**Task instructions:** In the records below, find the line holding "box: [0, 462, 56, 474]" and the line holding "105L305 112H319V108L328 110L333". Set down both, with every line between them, exactly.

**Data for this task:**
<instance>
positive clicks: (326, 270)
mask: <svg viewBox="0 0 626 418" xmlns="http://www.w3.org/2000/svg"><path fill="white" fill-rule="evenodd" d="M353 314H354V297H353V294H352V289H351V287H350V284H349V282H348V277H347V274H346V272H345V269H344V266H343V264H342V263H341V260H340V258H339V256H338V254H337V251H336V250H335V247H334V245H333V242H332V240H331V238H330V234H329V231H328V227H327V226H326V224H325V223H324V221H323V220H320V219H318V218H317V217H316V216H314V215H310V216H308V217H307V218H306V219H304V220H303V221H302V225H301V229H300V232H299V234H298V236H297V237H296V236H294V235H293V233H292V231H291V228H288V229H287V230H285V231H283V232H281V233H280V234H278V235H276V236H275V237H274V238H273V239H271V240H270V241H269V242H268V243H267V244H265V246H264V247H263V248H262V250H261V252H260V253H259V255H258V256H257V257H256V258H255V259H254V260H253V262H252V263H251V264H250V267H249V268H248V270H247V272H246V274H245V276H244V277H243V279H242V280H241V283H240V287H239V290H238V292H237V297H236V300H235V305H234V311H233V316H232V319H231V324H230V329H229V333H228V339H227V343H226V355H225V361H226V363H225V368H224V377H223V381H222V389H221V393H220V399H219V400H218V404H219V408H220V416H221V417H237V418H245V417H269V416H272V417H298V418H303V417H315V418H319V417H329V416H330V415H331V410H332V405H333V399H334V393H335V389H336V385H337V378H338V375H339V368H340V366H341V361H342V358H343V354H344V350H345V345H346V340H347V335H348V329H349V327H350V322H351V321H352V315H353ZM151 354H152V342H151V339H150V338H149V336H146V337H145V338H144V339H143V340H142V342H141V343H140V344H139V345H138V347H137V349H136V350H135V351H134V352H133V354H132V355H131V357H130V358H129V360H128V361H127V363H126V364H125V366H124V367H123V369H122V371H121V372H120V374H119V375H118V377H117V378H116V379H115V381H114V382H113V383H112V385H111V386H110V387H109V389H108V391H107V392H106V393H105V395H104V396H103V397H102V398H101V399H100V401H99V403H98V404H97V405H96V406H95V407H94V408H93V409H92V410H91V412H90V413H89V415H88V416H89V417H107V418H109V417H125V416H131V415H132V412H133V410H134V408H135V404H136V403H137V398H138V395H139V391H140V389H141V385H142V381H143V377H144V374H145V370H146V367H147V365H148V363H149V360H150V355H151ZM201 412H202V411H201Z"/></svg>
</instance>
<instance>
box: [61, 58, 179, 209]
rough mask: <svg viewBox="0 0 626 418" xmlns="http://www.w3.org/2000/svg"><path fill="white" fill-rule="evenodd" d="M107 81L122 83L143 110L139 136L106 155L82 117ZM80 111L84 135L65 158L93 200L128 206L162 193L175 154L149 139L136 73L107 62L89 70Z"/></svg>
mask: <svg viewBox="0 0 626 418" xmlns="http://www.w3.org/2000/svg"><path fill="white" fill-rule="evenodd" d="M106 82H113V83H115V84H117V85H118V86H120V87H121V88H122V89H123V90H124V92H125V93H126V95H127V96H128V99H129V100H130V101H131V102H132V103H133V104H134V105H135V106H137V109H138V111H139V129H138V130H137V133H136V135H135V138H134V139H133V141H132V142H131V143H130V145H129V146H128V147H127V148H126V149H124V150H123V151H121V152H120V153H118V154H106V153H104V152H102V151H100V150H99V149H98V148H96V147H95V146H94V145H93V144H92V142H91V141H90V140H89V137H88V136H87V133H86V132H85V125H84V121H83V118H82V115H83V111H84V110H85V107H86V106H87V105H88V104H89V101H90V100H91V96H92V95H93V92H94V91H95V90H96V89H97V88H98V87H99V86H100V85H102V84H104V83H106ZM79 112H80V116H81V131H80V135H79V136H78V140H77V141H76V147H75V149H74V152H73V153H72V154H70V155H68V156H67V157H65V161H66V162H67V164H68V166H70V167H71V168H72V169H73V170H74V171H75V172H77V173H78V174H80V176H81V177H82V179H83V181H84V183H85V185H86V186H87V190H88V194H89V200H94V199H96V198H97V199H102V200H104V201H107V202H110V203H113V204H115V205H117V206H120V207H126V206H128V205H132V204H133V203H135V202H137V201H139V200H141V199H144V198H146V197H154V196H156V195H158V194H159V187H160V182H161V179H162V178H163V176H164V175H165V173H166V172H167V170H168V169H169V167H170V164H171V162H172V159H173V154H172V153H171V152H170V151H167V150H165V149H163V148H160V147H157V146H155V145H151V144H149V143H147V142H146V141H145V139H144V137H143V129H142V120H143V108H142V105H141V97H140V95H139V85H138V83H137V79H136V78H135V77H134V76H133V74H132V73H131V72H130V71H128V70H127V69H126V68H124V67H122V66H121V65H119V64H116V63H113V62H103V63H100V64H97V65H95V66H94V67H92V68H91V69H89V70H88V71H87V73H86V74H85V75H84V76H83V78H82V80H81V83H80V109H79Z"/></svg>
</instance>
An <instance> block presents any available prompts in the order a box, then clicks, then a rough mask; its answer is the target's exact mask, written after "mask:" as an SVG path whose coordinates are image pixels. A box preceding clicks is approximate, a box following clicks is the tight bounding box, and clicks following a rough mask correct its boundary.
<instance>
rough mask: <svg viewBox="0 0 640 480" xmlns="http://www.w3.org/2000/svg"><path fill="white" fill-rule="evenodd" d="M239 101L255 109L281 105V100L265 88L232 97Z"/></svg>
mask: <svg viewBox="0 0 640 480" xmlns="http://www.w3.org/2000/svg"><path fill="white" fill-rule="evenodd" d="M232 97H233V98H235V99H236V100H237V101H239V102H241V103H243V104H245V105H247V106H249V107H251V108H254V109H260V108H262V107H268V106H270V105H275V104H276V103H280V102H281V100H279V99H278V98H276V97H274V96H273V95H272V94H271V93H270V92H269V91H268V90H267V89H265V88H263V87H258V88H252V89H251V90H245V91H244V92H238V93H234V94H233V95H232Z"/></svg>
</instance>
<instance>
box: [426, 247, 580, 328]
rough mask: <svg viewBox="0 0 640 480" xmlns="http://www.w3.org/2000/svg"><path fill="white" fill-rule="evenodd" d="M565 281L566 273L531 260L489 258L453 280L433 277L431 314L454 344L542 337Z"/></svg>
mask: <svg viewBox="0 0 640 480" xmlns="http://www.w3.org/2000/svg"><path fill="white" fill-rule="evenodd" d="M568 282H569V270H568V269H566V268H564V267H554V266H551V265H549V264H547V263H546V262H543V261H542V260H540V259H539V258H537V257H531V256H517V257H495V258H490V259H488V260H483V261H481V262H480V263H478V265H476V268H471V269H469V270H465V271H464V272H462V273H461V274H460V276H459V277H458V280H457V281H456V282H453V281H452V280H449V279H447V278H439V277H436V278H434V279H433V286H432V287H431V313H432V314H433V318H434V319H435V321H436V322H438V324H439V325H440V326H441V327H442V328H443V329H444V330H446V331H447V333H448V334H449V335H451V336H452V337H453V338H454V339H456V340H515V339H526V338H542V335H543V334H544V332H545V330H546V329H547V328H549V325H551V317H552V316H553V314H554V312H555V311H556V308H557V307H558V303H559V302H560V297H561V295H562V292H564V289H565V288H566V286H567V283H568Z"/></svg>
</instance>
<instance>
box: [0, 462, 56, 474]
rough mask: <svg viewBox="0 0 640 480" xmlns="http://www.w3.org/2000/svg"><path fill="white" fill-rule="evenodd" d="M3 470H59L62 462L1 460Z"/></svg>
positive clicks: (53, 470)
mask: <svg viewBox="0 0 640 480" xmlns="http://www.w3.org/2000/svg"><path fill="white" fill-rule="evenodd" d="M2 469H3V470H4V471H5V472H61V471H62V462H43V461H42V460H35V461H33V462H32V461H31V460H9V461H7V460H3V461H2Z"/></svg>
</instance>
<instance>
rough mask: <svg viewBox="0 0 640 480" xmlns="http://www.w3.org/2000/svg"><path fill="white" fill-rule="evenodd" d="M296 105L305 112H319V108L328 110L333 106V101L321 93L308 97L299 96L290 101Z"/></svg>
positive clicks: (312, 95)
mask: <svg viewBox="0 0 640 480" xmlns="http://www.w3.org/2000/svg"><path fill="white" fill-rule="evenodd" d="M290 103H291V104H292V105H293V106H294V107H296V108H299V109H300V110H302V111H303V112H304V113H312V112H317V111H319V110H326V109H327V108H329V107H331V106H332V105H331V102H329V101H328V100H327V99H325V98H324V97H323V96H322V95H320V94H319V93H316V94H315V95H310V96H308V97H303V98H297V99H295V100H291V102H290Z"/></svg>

**Answer box:**
box: [0, 462, 56, 474]
rough mask: <svg viewBox="0 0 640 480" xmlns="http://www.w3.org/2000/svg"><path fill="white" fill-rule="evenodd" d="M3 470H59L62 462L1 460Z"/></svg>
positive clicks: (53, 470)
mask: <svg viewBox="0 0 640 480" xmlns="http://www.w3.org/2000/svg"><path fill="white" fill-rule="evenodd" d="M2 469H3V470H4V471H5V472H61V471H62V462H43V461H42V460H35V461H33V462H32V461H31V460H9V461H7V460H3V461H2Z"/></svg>
</instance>
<instance>
rough mask: <svg viewBox="0 0 640 480" xmlns="http://www.w3.org/2000/svg"><path fill="white" fill-rule="evenodd" d="M296 105L305 112H319V108L328 110L333 106V101L321 93L308 97L299 96L290 101Z"/></svg>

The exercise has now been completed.